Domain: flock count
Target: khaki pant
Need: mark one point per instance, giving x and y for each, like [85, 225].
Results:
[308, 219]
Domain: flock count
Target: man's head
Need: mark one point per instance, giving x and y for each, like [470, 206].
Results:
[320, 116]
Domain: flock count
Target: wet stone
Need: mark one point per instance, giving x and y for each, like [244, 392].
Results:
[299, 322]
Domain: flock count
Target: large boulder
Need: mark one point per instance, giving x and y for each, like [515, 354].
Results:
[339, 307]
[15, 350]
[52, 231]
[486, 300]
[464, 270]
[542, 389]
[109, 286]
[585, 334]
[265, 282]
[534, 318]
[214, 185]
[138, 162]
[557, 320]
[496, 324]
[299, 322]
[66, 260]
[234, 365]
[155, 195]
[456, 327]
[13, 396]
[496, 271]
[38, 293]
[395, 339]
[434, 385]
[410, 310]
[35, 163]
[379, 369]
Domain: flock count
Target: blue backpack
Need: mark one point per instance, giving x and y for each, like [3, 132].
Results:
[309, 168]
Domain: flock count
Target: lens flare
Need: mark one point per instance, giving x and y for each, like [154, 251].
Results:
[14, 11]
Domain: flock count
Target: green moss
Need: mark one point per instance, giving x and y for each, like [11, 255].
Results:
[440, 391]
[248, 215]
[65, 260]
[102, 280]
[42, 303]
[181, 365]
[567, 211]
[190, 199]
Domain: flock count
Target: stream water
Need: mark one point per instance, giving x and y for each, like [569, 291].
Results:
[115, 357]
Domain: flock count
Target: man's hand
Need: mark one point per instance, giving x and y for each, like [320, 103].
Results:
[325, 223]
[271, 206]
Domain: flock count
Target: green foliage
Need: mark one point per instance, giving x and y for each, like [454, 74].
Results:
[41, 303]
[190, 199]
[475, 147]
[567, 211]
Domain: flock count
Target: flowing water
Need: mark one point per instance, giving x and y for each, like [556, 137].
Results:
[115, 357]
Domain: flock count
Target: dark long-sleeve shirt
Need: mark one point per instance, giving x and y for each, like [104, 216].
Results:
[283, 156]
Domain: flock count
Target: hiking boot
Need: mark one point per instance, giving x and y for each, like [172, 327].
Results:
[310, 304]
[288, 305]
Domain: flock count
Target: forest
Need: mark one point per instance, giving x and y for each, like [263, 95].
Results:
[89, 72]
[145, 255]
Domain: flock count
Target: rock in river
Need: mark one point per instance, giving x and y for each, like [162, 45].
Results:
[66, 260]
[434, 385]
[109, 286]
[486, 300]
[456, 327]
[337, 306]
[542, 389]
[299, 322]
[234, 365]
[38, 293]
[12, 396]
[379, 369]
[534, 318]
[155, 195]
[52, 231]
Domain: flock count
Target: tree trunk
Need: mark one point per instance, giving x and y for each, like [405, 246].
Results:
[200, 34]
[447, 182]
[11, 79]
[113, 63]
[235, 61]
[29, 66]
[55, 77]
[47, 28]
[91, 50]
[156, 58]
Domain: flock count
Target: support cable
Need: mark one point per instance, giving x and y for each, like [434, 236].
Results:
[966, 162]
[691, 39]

■ What to produce ■
Retype all of the material above with every character intact.

■ Written solution ■
Domain: flock count
Target: khaki pant
Need: mark one point per instance, giving x and y for each, like [85, 225].
Results:
[308, 219]
Domain: flock count
Target: man's head
Need: mark one point per instance, giving x and y for each, like [470, 206].
Results:
[320, 116]
Domain: flock count
Target: wet stone
Need: mark one point per instance, giving x and y for each, like [244, 392].
Results:
[299, 322]
Domain: flock count
Target: large boulder
Need: mark one point per instance, giving x and y for each, like [515, 354].
Results:
[339, 307]
[15, 350]
[52, 231]
[486, 300]
[464, 270]
[542, 389]
[109, 286]
[585, 334]
[265, 282]
[534, 318]
[214, 185]
[138, 162]
[557, 320]
[496, 324]
[299, 322]
[66, 260]
[234, 365]
[155, 195]
[456, 327]
[13, 396]
[496, 271]
[38, 293]
[395, 339]
[434, 385]
[410, 310]
[35, 163]
[379, 369]
Domain: flock count
Target: blue backpack
Need: mark one point per instance, giving x and y for each, like [3, 132].
Results:
[309, 168]
Domain: flock count
Target: lens flare
Need: mark one point per instance, giving x and y for each, like [154, 251].
Results:
[14, 11]
Domain: flock count
Target: green moss
Need: mark one point per instance, giving x and y for each, like [11, 255].
Results:
[440, 391]
[248, 215]
[65, 260]
[102, 280]
[42, 303]
[181, 365]
[567, 211]
[190, 199]
Domain: flock count
Target: stream water
Need: mark one point per instance, giving x and y for each, like [569, 291].
Results:
[115, 357]
Domain: flock count
Target: man's hand
Need: mark one point per instance, giving x and y for each, like [320, 103].
Results:
[325, 223]
[271, 206]
Domain: flock count
Target: green foliage
Need: mark one point per instance, giving x and y for each, like [454, 74].
Results:
[41, 303]
[190, 199]
[475, 147]
[567, 211]
Domain: flock count
Target: flowing water
Need: mark one point per instance, giving x and y for each, like [556, 137].
Results:
[115, 357]
Domain: flock count
Target: dark long-sleeve shirt
Need: mark one point per instance, giving x and y for each, like [104, 216].
Results:
[283, 156]
Domain: flock count
Target: hiking boot
Need: mark one point per instance, giving x and y for each, like [172, 327].
Results:
[310, 304]
[288, 305]
Domain: flock count
Target: forest
Need: mark one point per instance, giving x and y for each, like [263, 95].
Results:
[89, 72]
[145, 255]
Domain: flock count
Target: rock in river
Need: mark one point per instance, giving x and y for each, like [162, 45].
Results:
[66, 260]
[434, 385]
[109, 286]
[486, 300]
[456, 327]
[337, 306]
[542, 389]
[299, 322]
[234, 365]
[38, 293]
[12, 396]
[379, 369]
[534, 318]
[155, 195]
[52, 231]
Domain: flock count
Target: tree trunk
Need: mark one point per instance, giving x and y for each, like [405, 246].
Results:
[200, 34]
[447, 182]
[11, 79]
[113, 63]
[235, 61]
[29, 66]
[55, 77]
[47, 28]
[91, 50]
[156, 58]
Domain: flock count
Target: support cable
Need: mark one point per instance, giving x and y for each, like [434, 236].
Results:
[966, 162]
[691, 39]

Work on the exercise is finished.